- _Tugas Latihan 1_: Tukar "black coach uniform" dengan "dark coach uniform" pada bagian data yang dimulai dari awal data dan berakhir pada baris yang memuat "[[546, 284], [427, 205], [502, 252]]", lalu tuliskan kembali bagian itu tanpa perubahan lain.

- _Kutipan Teks_:
_ _ _ _ _ _ _

SETIAP tanggal 1 Juni, bangsa Indonesia memperingati hari lahirnya Pancasila. Secara historis, lahirnya Pancasila berpijak pada pidato yang disampaikan Ir Soekarno pada tanggal 1 Juni 1945 silam. Dalam pidato tersebut, konsep dan rumusan awal Pancasila dikemukakannya sebagai dasar negara merdeka.
Awalnya, pidato ini disampaikan secara aklamasi tanpa judul. Namun, atas gagasan Dr Radjiman Wedyodiningrat (Ketua BPUPKI), pidato tersebut diberi judul “Lahirnya Pancasila”. Pidato yang berisi gagasan mengenai dasar negara Indonesia diterima oleh para anggota BPUPKI dalam sidang pada 1 Juni 1945. Sidang tersebut dilakukan di Gedung Chuo Sangi In di Jalan Pejambon 6 Jakarta (Gedung Pancasila). Akhirnya, Pancasila dinyatakan sah dan resmi dijadikan sebagai dasar negara Indonesia merdeka pada 18 Agustus 1945.

_ _ _ _ _ _ _

- _Data yang Disediakan_:
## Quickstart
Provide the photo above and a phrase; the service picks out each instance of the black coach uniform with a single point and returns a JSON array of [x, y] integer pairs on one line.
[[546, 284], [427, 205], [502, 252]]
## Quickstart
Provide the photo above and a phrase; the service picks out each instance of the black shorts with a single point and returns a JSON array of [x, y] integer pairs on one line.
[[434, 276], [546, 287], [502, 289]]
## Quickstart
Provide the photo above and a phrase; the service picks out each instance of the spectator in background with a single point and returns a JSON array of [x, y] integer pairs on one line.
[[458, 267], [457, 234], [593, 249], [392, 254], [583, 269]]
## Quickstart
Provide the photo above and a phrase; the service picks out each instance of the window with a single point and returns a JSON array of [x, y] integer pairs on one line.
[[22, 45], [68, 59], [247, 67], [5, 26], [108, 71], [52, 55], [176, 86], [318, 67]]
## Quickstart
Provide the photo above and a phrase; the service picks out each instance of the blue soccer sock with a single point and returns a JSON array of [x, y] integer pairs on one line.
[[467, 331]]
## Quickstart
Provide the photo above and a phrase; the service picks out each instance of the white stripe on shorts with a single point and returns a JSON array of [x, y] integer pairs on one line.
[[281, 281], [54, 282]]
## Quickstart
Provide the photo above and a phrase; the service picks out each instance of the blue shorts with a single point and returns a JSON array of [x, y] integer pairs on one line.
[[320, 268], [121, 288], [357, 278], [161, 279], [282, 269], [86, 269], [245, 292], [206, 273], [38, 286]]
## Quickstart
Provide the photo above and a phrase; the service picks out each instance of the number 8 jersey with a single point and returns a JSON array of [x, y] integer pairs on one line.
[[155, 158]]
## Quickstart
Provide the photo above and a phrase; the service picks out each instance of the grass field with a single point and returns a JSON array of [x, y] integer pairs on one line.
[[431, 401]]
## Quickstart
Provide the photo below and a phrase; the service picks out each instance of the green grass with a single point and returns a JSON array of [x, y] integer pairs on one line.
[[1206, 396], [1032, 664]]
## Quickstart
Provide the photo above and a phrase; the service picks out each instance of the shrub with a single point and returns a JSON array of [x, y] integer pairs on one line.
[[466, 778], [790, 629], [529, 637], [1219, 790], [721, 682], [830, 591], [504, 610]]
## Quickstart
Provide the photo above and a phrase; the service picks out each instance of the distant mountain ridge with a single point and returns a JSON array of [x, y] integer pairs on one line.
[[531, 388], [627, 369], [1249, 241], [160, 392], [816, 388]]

_ _ _ _ _ _ _

- _Tugas Latihan 2_: Menurut teks tentang lahirnya Pancasila, di gedung mana sidang BPUPKI pada 1 Juni 1945 dilakukan?

- _Jawaban Benar 1_:
## Quickstart
Provide the photo above and a phrase; the service picks out each instance of the dark coach uniform with a single point and returns a JSON array of [x, y] integer pairs on one line.
[[546, 284], [427, 205], [502, 252]]

- _Jawaban Benar 2_: Di Gedung Chuo Sangi In di Jalan Pejambon 6 Jakarta (Gedung Pancasila).